**Problem details**
Reproduce all of the rows below, requests included, and shift every x and y coordinate in the answers up by 23. Leave the pictures out.

**Input for this task**
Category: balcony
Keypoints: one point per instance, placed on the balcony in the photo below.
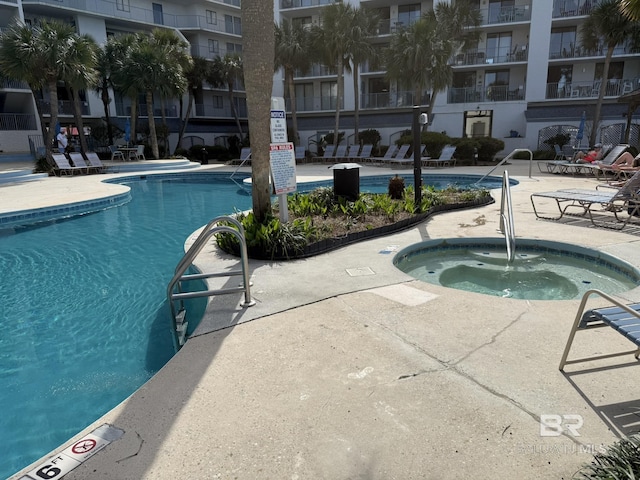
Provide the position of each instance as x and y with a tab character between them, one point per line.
500	55
573	8
493	93
210	111
578	51
65	107
285	4
17	121
584	90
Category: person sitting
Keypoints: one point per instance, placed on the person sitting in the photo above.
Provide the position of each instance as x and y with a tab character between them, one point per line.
624	161
591	156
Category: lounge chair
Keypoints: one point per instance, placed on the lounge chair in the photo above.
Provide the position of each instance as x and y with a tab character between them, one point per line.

**Full answer**
Category: balcony
Keypoints: one point per instance, placed on the balcony in the photo below.
Provide the position of each instance as x and y with a tab character between them, one point per line.
523	78
596	31
516	116
233	134
601	74
88	130
308	27
40	144
607	113
Category: person sitting
Keypoints: one point per instance, placed on the person sitting in the photo above.
Provide the position of each instance as x and y with a tab character between them, one point per line.
647	184
614	179
Category: lounge chair
Keypoints: one point per instance, placed on the lounge chair in the photo above.
Provide the position of each instance as x and y with a tab character between them, one point per line.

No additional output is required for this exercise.